(Records of labeled boxes)

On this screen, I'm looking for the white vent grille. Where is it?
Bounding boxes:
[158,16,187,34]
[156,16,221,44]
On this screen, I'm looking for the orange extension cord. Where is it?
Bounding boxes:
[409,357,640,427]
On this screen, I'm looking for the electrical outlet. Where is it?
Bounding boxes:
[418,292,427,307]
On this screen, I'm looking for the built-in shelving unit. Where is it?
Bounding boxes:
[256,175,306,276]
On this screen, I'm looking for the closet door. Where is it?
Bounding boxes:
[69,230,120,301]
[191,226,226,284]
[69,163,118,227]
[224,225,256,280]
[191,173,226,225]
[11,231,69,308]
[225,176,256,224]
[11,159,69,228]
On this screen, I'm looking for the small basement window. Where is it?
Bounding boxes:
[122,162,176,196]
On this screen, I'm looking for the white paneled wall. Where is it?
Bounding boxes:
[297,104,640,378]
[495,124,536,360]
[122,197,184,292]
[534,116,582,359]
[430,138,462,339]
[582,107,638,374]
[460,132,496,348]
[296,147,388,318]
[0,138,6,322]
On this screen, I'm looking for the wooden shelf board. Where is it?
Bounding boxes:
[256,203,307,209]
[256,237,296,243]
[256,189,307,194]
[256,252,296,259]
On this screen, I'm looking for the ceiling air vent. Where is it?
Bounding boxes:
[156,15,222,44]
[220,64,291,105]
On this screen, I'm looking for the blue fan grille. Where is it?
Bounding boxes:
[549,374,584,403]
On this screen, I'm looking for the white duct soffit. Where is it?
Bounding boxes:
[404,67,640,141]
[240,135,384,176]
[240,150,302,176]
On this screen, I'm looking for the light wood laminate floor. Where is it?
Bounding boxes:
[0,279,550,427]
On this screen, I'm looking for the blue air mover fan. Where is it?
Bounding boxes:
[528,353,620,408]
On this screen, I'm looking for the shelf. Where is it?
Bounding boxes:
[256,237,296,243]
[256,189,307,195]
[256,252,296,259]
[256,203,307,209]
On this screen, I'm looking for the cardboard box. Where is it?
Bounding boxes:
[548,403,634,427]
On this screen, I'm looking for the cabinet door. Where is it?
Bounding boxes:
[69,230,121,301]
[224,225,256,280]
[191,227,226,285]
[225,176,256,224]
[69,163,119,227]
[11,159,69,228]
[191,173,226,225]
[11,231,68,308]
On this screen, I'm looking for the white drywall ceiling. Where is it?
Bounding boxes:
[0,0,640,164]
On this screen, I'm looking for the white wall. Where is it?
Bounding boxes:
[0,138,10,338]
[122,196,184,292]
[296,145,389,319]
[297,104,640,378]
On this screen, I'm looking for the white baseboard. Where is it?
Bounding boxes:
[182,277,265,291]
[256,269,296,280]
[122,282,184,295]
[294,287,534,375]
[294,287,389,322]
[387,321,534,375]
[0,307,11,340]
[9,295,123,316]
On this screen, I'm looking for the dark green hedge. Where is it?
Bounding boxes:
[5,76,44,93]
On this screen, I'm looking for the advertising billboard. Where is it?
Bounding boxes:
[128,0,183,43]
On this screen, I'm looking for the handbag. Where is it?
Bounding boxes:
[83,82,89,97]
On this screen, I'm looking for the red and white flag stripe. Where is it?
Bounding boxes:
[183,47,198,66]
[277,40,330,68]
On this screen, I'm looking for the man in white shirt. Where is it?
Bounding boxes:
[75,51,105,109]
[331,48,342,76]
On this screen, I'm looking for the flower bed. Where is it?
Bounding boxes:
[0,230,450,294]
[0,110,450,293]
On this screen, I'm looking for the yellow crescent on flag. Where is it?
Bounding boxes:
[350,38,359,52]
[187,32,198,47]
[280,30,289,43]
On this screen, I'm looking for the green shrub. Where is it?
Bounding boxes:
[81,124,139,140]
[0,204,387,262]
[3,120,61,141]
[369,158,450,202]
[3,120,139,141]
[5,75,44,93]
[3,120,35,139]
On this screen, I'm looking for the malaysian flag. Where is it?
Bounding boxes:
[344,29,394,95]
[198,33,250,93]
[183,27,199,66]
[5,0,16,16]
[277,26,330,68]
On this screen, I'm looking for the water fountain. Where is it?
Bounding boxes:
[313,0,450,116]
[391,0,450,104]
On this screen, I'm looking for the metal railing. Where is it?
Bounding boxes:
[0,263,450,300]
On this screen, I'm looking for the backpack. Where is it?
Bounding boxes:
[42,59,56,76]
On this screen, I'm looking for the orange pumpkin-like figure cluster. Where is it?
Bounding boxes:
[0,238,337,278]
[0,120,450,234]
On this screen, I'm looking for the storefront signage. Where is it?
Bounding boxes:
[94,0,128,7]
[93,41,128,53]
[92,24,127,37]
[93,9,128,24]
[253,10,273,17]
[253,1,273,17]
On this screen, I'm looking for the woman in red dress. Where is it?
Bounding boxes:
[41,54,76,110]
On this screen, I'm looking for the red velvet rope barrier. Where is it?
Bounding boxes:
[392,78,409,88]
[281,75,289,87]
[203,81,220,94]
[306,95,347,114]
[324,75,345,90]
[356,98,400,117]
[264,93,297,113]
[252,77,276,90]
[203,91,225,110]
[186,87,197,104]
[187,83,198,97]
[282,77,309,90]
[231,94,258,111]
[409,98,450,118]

WHAT TO PRODUCE:
Could you copy out, word for word, the material starting at its first line and going on through the line containing "[256,175,306,276]"?

TASK SOLUTION:
On this screen, I'm looking for the white vent grille. Where is it?
Bounding boxes:
[158,16,187,34]
[156,16,221,44]
On this screen, I'm looking for the orange extension cord. Where is it?
Bounding boxes:
[409,357,640,427]
On this screen, I'm looking for the electrical outlet. Where is it?
Bounding boxes:
[418,292,427,307]
On this screen, I'm looking for the built-in shelving unit. Where is it?
Bounding boxes:
[256,175,306,276]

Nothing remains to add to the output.